Retype exactly the stretch of lines that begins at the line containing "One keypoint belongs on each instance. Indicate the broken" and ends at the last line of the data, with no other lines.

— Begin The records —

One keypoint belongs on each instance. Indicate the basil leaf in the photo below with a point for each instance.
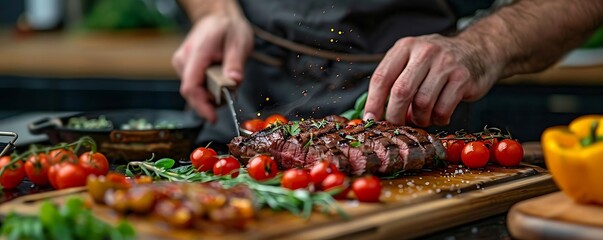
(165, 163)
(361, 101)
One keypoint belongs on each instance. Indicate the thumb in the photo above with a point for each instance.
(236, 49)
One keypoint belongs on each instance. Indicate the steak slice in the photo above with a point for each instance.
(386, 150)
(305, 148)
(362, 158)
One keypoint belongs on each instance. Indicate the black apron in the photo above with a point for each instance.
(307, 86)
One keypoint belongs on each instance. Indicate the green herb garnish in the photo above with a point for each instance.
(369, 123)
(53, 222)
(310, 142)
(320, 124)
(293, 129)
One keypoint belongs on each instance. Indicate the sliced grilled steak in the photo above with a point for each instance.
(386, 150)
(361, 157)
(381, 148)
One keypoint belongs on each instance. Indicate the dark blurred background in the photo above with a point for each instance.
(83, 55)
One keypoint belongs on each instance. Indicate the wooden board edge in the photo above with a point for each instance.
(524, 226)
(435, 215)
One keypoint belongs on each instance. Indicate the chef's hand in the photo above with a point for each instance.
(221, 34)
(426, 78)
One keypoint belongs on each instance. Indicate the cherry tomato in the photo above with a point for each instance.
(262, 167)
(62, 155)
(475, 155)
(354, 122)
(508, 152)
(204, 159)
(70, 175)
(334, 180)
(454, 147)
(367, 189)
(321, 170)
(295, 179)
(13, 175)
(274, 119)
(52, 174)
(94, 163)
(254, 125)
(227, 165)
(36, 169)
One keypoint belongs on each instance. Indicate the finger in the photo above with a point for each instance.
(178, 60)
(236, 49)
(426, 97)
(383, 79)
(449, 98)
(405, 87)
(193, 86)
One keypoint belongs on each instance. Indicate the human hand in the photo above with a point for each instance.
(223, 35)
(426, 78)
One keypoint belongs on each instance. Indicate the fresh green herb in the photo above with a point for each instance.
(93, 123)
(369, 123)
(320, 124)
(358, 109)
(293, 129)
(57, 223)
(268, 193)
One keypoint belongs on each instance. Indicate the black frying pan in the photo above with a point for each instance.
(129, 145)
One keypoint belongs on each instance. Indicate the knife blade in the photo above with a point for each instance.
(222, 88)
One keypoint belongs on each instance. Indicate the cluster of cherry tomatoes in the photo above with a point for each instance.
(476, 150)
(323, 176)
(257, 124)
(60, 168)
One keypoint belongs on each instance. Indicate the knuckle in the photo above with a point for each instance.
(405, 41)
(402, 91)
(441, 115)
(422, 100)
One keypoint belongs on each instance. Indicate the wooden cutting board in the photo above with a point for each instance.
(555, 216)
(411, 206)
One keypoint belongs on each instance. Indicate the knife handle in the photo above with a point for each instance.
(216, 80)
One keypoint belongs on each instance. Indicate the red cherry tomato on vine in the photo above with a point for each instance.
(203, 159)
(13, 175)
(320, 171)
(454, 148)
(334, 180)
(508, 152)
(254, 125)
(227, 165)
(367, 189)
(354, 122)
(295, 179)
(94, 163)
(275, 119)
(36, 169)
(475, 155)
(262, 167)
(70, 175)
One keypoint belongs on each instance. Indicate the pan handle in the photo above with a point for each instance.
(139, 136)
(38, 127)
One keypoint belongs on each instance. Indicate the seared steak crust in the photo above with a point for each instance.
(376, 147)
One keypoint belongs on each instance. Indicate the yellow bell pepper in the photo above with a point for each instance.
(574, 157)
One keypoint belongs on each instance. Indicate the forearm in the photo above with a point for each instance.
(197, 9)
(532, 34)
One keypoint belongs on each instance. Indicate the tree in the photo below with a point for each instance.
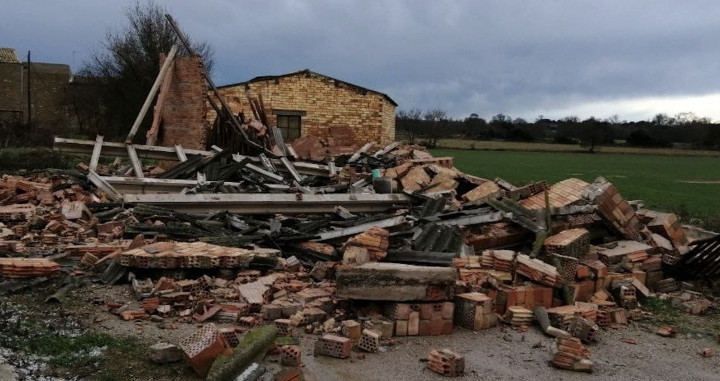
(438, 122)
(593, 133)
(409, 122)
(130, 61)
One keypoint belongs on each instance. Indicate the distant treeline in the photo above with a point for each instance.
(684, 130)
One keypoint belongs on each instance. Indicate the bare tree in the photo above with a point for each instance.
(130, 61)
(438, 119)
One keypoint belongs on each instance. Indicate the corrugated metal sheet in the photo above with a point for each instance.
(702, 261)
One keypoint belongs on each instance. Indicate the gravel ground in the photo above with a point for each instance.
(498, 353)
(504, 354)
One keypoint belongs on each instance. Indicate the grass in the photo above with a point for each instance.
(79, 351)
(686, 185)
(15, 159)
(489, 145)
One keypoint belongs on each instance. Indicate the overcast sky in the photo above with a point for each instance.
(522, 58)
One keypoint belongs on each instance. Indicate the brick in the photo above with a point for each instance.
(446, 363)
(333, 346)
(290, 355)
(369, 341)
(284, 327)
(202, 347)
(351, 329)
(413, 323)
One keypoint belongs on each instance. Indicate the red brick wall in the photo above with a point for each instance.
(183, 116)
(326, 103)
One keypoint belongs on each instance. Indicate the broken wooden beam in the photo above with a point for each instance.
(386, 223)
(64, 145)
(395, 282)
(262, 203)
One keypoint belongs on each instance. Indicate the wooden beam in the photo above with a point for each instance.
(64, 145)
(271, 203)
(181, 153)
(359, 152)
(135, 161)
(151, 136)
(99, 182)
(97, 147)
(386, 223)
(151, 94)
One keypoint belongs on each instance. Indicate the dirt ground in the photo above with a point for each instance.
(496, 354)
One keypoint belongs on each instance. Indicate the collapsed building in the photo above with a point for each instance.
(356, 248)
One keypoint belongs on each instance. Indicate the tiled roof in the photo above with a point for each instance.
(308, 72)
(8, 55)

— End The records —

Solution to this problem |
One keypoint belongs on each instance. Indicate the broken wooden beam in the photo above with a point for each instance.
(386, 223)
(64, 145)
(395, 282)
(262, 203)
One keypoint belongs on each instance. Indicate the wooden beam in the photo above with a point for each instance.
(64, 145)
(271, 203)
(181, 153)
(359, 152)
(135, 161)
(151, 136)
(99, 182)
(97, 147)
(386, 223)
(151, 94)
One keypoint belongs on each instance. Indicate the dirt ground in the photo above with a point for each instance.
(496, 354)
One keypoint belongs on each instance. Indicate the collapsed building in the photo above with a point for each instance.
(356, 248)
One keypoint belongs on each instance. Indicate the tiled roof in the photo above with a point for each instance.
(308, 72)
(8, 55)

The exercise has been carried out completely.